* THE DATA:
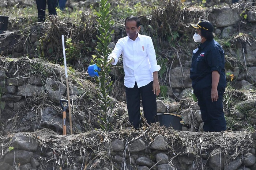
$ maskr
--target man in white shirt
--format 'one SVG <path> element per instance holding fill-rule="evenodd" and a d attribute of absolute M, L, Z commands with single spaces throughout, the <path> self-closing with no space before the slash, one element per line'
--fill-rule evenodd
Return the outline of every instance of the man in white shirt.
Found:
<path fill-rule="evenodd" d="M 126 103 L 129 121 L 135 128 L 141 125 L 140 95 L 145 118 L 149 124 L 157 114 L 156 95 L 160 93 L 155 49 L 150 36 L 138 33 L 140 29 L 138 17 L 130 16 L 125 21 L 127 36 L 119 39 L 108 61 L 116 65 L 121 54 L 124 71 Z"/>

* WRITTEN EXERCISE: Rewrite the records above as a two-column CSV with the header instruction,response. Give one row per record, with its text under instruction and its answer under response, each field in double quotes with line breaks replaced by spaces, and leave the pictures out.

* EXERCISE ANSWER:
instruction,response
"$ maskr --target man in white shirt --format 'one SVG <path> element per instance holding fill-rule=""evenodd"" and a d attribute of absolute M, L, Z commands with single spaces throughout, the <path> self-closing with no space before the slash, one element per line' --fill-rule evenodd Return the outline of every instance of the man in white shirt. Found:","<path fill-rule=""evenodd"" d=""M 126 103 L 129 121 L 135 128 L 141 125 L 140 95 L 145 118 L 149 124 L 157 114 L 156 95 L 160 93 L 155 49 L 150 36 L 138 33 L 140 29 L 138 17 L 130 16 L 125 21 L 127 36 L 119 39 L 108 61 L 116 65 L 121 54 L 124 71 Z""/>"